## Written exercise
Count the lines in the records below that contain the string "swing". Reply with only the number.

## Input rows
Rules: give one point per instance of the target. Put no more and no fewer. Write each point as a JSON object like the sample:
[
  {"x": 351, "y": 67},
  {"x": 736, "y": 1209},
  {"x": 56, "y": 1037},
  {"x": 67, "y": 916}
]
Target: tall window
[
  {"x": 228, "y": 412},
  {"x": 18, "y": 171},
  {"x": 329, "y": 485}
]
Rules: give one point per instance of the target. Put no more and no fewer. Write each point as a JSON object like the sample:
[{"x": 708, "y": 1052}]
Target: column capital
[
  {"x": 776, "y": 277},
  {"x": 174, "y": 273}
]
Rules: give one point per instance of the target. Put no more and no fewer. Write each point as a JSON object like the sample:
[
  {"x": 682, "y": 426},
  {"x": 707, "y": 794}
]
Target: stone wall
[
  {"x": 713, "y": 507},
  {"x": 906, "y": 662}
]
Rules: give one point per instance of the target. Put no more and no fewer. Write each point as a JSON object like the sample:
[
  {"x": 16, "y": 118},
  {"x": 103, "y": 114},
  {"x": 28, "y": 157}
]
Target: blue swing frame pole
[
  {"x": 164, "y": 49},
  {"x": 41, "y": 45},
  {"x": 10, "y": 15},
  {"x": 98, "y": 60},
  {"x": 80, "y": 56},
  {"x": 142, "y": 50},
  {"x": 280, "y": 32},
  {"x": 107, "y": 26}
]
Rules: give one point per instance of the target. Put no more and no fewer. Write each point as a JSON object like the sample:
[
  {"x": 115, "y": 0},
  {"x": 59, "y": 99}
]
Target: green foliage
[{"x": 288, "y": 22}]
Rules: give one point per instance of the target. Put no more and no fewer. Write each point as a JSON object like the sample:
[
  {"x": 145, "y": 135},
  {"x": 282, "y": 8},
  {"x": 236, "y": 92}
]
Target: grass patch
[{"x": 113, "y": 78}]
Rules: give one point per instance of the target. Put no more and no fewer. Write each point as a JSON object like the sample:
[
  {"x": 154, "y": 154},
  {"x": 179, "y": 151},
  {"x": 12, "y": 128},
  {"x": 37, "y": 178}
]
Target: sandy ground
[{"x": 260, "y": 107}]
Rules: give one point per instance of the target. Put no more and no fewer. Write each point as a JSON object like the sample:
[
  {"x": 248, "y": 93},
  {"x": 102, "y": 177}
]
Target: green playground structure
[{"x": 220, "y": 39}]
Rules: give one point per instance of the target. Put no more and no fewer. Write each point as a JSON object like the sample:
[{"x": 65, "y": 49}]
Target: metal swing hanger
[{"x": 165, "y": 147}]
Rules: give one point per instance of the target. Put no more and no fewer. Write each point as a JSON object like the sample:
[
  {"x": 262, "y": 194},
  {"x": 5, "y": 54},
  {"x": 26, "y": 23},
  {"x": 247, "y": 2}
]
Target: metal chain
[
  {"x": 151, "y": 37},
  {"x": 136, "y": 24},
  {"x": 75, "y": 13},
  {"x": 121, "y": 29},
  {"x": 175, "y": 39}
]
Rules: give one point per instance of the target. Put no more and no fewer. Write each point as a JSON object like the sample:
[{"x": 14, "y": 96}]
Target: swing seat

## Response below
3